[Passage for review Boundary: Start]

Nargise asked around, inquiring where the girls had disappeared to. “I came to know that all of them got married during the COVID-19 lockdown,” she said. “It was surreal.”She expected to be reunited with her girl friends and catch up on 543 days of their lives she had missed. Instead, she was stunned. She was the only girl there.
Nargise Nahar with her parents Abdul Khalek and Roshna Begum outside her home.
“In Bangladesh, it’s a social norm where parents think that the older girls get, they will not get a good groom,” said Das. “Also, if they marry them off at an early age, they get to pay a smaller amount of dowry.” Dowry is another common South Asian practice wherein the bride’s family pays off the groom’s family as part of the marital exchange. The transactional nature of the custom is deeply rooted in male-biased inheritance laws and patriarchy. Fauzia Moslem, the acting president of Bangladesh Mahila Parishad, a rights-based NGO that’s part of the global campaign called Girls Not Brides, added that the fault also lies in the lack of political will to protect girls. “All districts have child marriage prohibition committees,” she said. “But its functions are not adequate. The state is not taking it seriously.”The country’s Child Marriage Restraint Act, 2017, has been criticised in the past for allowing marriages in “special cases”. Moslem said these exceptions have diluted the law. “There is a lot of violence against girls, and these acts are not properly addressed. There is no justice,” she said. “So the guardians think they would rather shift the responsibility of their girls. And that leads to early marriages.”Bangladesh ranks among 10 countries with the highest cases of child marriage in the world.

[Passage for review Boundary: End]
[Records shown Boundary: Start]

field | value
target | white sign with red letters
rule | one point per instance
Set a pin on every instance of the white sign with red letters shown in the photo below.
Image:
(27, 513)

[Records shown Boundary: End]

* [Assigned task 1]:
Copy out the part of the article on child marriage in Bangladesh starting at "Nargise asked around, inquiring" and ending at "outside her home.".
* [Assigned task 2]:
List every person named in the article on child marriage in Bangladesh.
The rows have no connection to the article on child marriage in Bangladesh.

* [Task response 1]:
Nargise asked around, inquiring where the girls had disappeared to. “I came to know that all of them got married during the COVID-19 lockdown,” she said. “It was surreal.”She expected to be reunited with her girl friends and catch up on 543 days of their lives she had missed. Instead, she was stunned. She was the only girl there.
Nargise Nahar with her parents Abdul Khalek and Roshna Begum outside her home.

* [Task response 2]:
Nargise Nahar
Abdul Khalek
Roshna Begum
Das
Fauzia Moslem